O cenário jurídico laboral trabalhista brasileiro conclui-se como um nítido ramo protecionista clássico, garantindo patamares mínimos de direitos para o trabalhador, através das legislações constitucionais, ordinárias e extravagantes. Percebe-se que os contratos de trabalho formais são regidos por normas baseadas em antigos padrões criados pela história do Direito do Trabalho, em que havia uma uniformidade da composição do mercado, com trabalho contínuo e permanente para o mesmo empregador; o que decorria em necessidade da elaboração de normas que visem à proteção para o obreiro, este considerado hipossuficiente.

No entanto, percebe-se que este modelo regulatório trabalhista vem sendo mitigado, com fortes influências por conta das transformações das relações de trabalho, da economia, das estruturas do Estado, do avanço tecnológico, da globalização, e do próprio direito, sendo que este último acaba por não acompanhar satisfatoriamente tais mudanças, deixando de se adequar a esse novo contexto.

Consequentemente, percebe-se um crescimento do informalismo em diversos setores da economia, em especial as empresas que acabam muitas vezes por descumprir a legislação trabalhista, que se encontra desatualizada no que se refere às constantes modificações das formas e relações de trabalho.

Nesse contexto, encontram-se as pequenas e micro empresas, que sofrem negativamente grande influência de tal desatualização da legislação trabalhista. Apesar disto, tais empresas continuam sendo extremamente fundamentais na economia de mercado, quer pela sua capacidade de gerar empregos, quer pelo considerável número de estabelecimentos.

★ ★ ★

#### [Enunciado a]
Devolva, sem alterações, o trecho do texto sobre a legislação trabalhista que abre com as palavras "No entanto, percebe-se" e fecha com "esse novo contexto.".

#### [Dados]
★ ★ ★

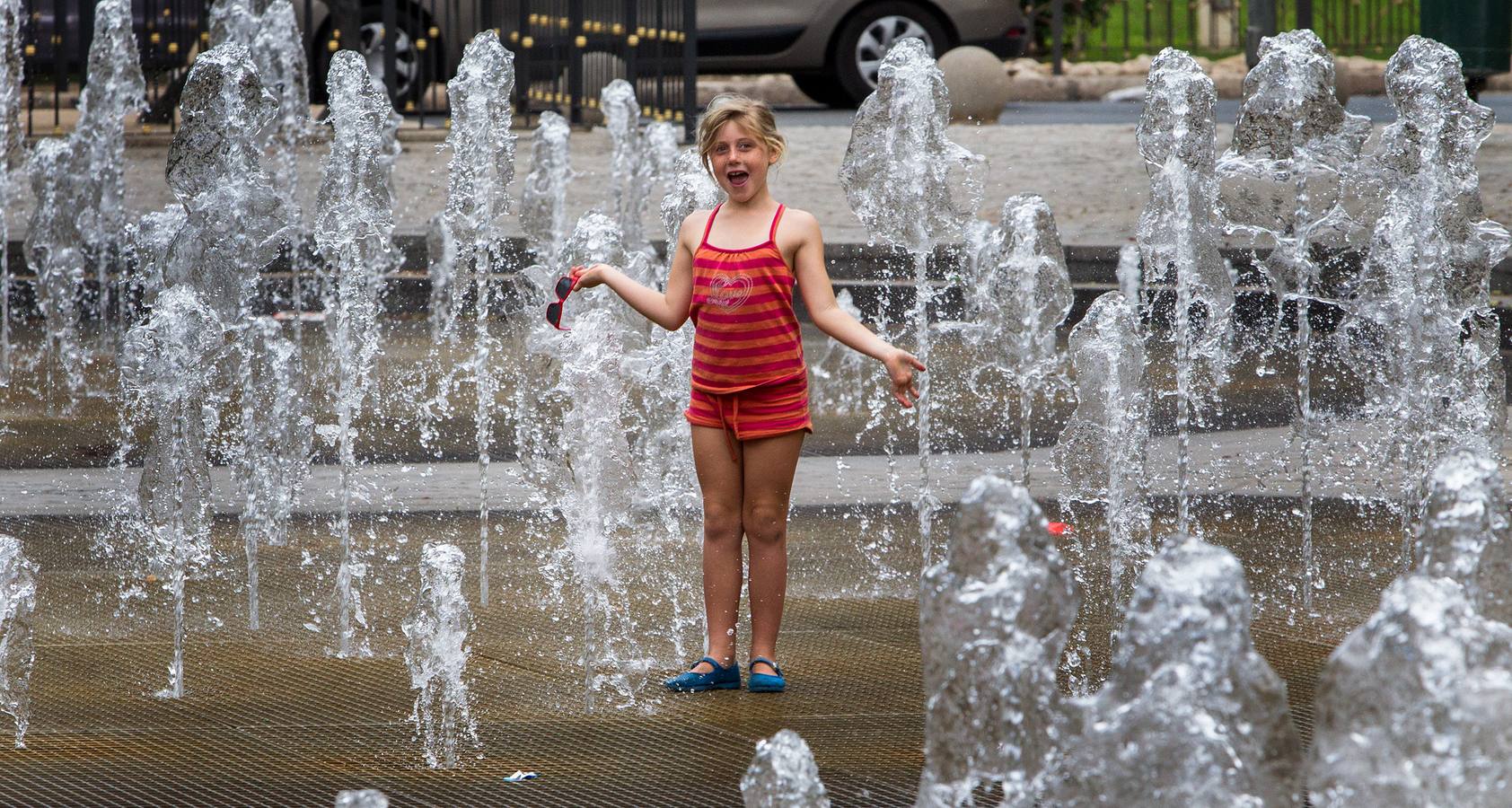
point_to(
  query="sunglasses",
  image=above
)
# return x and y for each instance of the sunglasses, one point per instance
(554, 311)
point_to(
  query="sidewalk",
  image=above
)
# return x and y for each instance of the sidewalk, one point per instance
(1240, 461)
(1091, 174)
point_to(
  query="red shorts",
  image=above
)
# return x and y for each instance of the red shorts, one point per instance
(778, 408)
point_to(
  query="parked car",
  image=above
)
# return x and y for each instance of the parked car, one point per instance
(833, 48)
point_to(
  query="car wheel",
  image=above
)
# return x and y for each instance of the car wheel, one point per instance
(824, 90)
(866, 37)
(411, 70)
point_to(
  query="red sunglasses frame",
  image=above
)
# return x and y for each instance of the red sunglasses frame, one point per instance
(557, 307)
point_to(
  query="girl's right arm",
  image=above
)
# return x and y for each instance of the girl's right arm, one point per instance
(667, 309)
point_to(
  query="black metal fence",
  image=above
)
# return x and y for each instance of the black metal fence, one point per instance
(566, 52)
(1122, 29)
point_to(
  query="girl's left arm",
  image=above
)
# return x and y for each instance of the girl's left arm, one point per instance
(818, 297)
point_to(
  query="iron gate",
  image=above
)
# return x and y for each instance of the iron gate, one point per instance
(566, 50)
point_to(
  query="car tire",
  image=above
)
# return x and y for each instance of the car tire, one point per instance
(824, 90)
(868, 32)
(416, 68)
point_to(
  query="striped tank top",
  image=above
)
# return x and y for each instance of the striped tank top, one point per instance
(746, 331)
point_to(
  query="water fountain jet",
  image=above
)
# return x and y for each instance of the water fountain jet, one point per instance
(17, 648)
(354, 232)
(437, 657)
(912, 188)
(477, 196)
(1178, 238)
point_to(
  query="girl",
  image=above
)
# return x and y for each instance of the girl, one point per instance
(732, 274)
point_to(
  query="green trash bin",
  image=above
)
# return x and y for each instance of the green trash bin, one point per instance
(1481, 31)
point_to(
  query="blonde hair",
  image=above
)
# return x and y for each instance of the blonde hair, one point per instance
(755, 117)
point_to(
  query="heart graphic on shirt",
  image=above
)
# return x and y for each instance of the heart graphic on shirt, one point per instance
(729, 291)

★ ★ ★

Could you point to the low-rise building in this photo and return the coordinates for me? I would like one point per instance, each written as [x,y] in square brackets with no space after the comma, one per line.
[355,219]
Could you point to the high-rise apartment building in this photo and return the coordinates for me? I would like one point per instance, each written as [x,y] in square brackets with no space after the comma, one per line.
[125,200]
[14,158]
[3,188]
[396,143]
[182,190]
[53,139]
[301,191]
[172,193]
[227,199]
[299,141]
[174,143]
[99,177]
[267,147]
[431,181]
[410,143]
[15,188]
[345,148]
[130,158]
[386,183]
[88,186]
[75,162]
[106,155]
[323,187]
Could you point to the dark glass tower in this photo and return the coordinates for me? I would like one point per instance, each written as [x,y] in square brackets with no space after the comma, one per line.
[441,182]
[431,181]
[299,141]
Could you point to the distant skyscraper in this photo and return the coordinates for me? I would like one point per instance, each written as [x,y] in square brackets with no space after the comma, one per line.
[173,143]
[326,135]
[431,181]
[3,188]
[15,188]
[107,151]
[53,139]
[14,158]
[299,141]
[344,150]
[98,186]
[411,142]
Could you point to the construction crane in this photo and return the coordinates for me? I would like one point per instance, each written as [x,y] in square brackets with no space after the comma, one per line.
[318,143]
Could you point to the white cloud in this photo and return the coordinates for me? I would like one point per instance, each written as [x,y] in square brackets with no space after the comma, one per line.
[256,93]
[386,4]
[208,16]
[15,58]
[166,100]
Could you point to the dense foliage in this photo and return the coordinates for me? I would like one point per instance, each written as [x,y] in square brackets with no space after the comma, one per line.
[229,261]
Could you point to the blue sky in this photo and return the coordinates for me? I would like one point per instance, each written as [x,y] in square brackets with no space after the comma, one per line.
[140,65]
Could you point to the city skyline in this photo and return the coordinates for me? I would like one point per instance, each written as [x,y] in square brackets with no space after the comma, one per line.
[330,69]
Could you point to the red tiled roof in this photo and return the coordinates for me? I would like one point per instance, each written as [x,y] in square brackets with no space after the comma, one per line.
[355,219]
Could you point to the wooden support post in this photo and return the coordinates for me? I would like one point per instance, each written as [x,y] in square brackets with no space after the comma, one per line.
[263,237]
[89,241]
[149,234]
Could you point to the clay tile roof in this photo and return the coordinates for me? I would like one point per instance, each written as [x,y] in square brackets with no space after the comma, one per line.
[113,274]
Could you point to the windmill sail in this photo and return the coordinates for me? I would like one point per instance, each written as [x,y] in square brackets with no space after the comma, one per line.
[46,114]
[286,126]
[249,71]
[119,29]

★ ★ ★

#### [Enunciado b]
Indique o número de linhas dos registros que contêm a sequência "rise", diferenciando maiúsculas de minúsculas. Responda somente com o número.

#### [Resultado do exercício a]
No entanto, percebe-se que este modelo regulatório trabalhista vem sendo mitigado, com fortes influências por conta das transformações das relações de trabalho, da economia, das estruturas do Estado, do avanço tecnológico, da globalização, e do próprio direito, sendo que este último acaba por não acompanhar satisfatoriamente tais mudanças, deixando de se adequar a esse novo contexto.

#### [Resultado do exercício b]
2